#### [SHORT EXERCISE]
Write out, unchanged, every line of the entries below from the line containing "the white house" down to the line containing "point(145, 76)", with both of those lines included.
+++ RECORDED INFORMATION +++
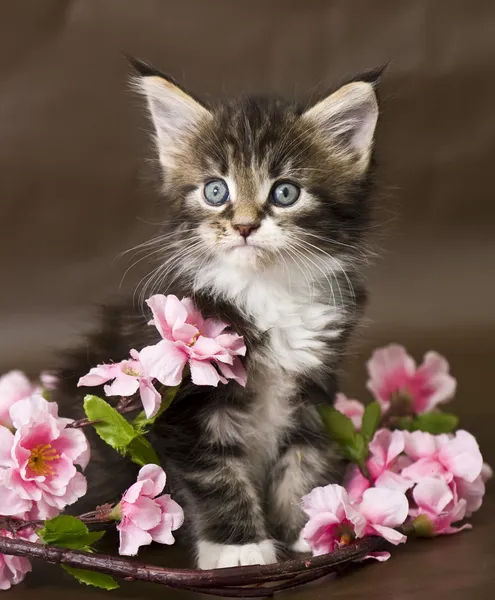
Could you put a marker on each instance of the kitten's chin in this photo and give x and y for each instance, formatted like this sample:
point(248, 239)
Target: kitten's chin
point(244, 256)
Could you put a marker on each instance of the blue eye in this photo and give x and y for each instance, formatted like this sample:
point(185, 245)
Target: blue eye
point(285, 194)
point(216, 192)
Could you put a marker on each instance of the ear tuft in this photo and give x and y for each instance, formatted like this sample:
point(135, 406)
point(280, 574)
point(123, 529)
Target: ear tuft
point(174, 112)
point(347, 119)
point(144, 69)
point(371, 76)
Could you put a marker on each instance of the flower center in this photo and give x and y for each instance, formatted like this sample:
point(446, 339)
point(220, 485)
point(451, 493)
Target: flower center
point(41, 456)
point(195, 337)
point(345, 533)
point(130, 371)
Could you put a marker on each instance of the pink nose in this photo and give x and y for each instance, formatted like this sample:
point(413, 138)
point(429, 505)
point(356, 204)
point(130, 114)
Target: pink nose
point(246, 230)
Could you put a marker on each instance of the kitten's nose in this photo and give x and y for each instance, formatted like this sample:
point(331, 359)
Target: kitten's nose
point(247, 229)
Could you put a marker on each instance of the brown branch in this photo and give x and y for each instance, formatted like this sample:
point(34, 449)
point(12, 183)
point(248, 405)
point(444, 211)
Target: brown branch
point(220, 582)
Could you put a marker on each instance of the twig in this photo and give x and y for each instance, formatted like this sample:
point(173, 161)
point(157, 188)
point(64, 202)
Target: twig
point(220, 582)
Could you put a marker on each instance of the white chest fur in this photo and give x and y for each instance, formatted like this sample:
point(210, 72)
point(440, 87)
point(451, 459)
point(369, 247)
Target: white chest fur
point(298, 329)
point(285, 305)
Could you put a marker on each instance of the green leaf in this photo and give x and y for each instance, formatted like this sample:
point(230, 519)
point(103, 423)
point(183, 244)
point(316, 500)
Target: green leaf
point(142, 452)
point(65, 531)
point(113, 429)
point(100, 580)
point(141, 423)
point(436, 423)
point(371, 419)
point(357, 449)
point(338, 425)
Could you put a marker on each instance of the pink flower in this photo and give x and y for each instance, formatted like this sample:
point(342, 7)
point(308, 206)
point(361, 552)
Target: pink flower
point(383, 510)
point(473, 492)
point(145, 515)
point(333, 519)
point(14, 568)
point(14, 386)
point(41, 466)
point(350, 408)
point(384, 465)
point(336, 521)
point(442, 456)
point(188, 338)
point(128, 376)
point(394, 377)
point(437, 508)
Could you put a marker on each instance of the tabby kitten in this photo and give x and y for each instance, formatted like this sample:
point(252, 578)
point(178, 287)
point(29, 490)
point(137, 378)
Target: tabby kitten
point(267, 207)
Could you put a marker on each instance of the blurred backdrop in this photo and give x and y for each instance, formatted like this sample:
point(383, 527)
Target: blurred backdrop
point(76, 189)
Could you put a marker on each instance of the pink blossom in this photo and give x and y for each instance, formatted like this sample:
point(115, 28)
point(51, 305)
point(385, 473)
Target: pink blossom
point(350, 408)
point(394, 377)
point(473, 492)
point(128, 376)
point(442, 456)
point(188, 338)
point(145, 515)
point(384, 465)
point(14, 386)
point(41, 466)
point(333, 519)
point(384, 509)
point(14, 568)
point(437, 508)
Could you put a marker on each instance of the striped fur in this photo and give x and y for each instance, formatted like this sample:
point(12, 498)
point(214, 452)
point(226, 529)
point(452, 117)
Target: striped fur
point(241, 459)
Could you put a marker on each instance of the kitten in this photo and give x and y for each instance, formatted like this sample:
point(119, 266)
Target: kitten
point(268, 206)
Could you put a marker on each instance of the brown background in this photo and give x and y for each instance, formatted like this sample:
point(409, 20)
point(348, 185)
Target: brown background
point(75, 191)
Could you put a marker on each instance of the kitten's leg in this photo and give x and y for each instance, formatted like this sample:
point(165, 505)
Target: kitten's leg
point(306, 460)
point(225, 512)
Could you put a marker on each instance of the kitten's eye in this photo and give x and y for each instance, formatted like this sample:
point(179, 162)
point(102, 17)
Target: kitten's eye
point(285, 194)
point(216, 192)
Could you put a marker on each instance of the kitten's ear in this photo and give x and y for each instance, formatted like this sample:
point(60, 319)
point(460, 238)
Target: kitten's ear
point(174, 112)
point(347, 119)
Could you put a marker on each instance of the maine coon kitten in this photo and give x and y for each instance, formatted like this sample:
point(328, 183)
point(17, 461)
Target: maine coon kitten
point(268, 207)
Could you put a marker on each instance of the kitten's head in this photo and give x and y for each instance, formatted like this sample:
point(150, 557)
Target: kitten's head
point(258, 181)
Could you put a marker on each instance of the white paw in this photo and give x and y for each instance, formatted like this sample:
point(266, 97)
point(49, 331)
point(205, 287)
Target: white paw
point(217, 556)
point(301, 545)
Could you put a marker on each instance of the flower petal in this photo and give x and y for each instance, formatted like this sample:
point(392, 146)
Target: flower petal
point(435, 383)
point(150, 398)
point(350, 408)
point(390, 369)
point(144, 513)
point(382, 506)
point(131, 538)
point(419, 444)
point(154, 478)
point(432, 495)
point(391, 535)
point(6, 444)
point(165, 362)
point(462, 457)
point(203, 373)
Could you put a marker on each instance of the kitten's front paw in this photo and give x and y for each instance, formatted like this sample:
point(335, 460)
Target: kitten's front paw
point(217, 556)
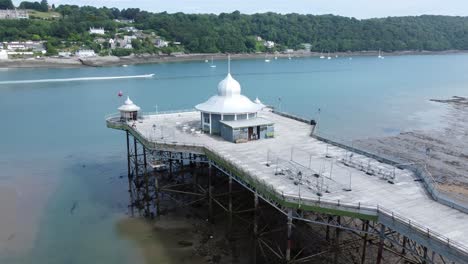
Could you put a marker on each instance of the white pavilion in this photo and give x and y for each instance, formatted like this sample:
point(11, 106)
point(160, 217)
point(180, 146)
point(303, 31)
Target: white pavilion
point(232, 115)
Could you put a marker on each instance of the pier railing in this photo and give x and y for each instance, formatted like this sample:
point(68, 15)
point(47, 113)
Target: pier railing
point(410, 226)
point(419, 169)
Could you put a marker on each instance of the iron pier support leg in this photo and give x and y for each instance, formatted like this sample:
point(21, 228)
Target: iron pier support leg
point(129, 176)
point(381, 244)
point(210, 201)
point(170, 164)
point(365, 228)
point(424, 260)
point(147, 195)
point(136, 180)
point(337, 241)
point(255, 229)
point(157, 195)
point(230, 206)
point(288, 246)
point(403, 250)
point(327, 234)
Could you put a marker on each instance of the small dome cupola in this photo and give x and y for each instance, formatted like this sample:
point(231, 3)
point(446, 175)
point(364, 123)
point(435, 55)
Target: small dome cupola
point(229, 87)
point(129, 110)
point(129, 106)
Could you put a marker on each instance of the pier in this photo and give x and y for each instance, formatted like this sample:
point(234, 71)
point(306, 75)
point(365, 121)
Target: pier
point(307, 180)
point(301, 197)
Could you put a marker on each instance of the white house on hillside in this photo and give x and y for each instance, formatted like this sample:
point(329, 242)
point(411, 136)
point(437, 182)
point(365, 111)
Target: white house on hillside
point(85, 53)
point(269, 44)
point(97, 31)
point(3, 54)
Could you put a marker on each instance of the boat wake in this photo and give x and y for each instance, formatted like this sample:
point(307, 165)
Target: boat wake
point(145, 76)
+++
+++ RECORDED INFORMATION +++
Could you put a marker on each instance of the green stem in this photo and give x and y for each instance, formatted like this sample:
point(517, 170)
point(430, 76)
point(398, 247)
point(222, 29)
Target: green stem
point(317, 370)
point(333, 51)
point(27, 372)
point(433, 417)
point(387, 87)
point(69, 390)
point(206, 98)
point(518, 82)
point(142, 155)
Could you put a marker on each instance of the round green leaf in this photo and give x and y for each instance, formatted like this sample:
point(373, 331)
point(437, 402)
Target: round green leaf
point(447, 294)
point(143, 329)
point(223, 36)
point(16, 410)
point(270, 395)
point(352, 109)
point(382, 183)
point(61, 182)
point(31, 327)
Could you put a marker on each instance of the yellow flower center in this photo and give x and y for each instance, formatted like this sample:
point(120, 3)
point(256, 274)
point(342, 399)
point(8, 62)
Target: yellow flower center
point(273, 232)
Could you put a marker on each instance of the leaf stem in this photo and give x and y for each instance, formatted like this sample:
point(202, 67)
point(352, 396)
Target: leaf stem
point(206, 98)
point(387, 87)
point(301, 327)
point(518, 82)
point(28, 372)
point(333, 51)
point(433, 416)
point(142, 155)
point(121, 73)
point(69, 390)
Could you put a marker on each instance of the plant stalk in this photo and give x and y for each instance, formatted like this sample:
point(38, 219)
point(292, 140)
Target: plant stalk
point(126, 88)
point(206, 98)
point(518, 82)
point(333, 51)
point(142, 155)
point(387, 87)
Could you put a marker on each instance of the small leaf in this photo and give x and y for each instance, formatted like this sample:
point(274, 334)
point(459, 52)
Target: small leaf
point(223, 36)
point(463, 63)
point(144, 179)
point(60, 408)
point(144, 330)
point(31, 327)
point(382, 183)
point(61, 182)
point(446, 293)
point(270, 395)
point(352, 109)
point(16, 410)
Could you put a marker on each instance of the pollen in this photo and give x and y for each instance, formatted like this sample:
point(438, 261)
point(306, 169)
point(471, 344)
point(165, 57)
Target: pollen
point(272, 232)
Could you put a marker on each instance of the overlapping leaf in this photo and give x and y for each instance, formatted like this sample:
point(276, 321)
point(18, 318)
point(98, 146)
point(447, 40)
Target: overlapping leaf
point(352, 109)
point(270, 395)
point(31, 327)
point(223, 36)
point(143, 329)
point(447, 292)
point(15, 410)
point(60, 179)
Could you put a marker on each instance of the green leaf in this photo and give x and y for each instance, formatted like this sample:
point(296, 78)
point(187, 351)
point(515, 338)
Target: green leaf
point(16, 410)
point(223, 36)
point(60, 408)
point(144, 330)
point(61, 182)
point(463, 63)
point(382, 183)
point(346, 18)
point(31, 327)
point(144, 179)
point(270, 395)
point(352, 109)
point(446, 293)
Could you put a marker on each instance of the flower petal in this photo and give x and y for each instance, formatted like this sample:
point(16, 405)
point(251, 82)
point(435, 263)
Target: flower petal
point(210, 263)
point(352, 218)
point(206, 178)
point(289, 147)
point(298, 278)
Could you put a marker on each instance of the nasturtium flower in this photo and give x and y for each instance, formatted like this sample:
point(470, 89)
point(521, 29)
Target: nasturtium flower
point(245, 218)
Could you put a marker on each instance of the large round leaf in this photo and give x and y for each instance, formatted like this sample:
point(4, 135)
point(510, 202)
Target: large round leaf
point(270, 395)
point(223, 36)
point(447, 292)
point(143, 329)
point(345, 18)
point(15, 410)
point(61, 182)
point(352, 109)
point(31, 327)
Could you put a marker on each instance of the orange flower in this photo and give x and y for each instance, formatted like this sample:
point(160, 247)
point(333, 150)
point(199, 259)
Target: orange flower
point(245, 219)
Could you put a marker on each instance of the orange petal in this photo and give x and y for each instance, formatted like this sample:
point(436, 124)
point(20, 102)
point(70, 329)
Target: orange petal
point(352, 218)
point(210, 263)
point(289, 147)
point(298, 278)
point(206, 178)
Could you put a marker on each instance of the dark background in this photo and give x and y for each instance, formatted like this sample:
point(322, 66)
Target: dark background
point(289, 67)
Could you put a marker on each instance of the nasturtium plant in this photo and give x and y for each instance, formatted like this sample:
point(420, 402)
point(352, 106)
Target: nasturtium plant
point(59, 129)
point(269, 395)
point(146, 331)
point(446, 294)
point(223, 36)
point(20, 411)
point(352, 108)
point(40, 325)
+++
#### [RESULT FOR THIS EXERCISE]
Could you put a marker on each instance of the white house on hillside in this photo and give x and y for each instance, formatted like this sample:
point(329, 242)
point(411, 136)
point(437, 182)
point(365, 111)
Target: white house on hillside
point(85, 53)
point(269, 44)
point(97, 31)
point(3, 54)
Could you put a marker on each instance of the boat wake in this photo and give x and y for each instance, formatted like this sample:
point(307, 165)
Target: boat wake
point(145, 76)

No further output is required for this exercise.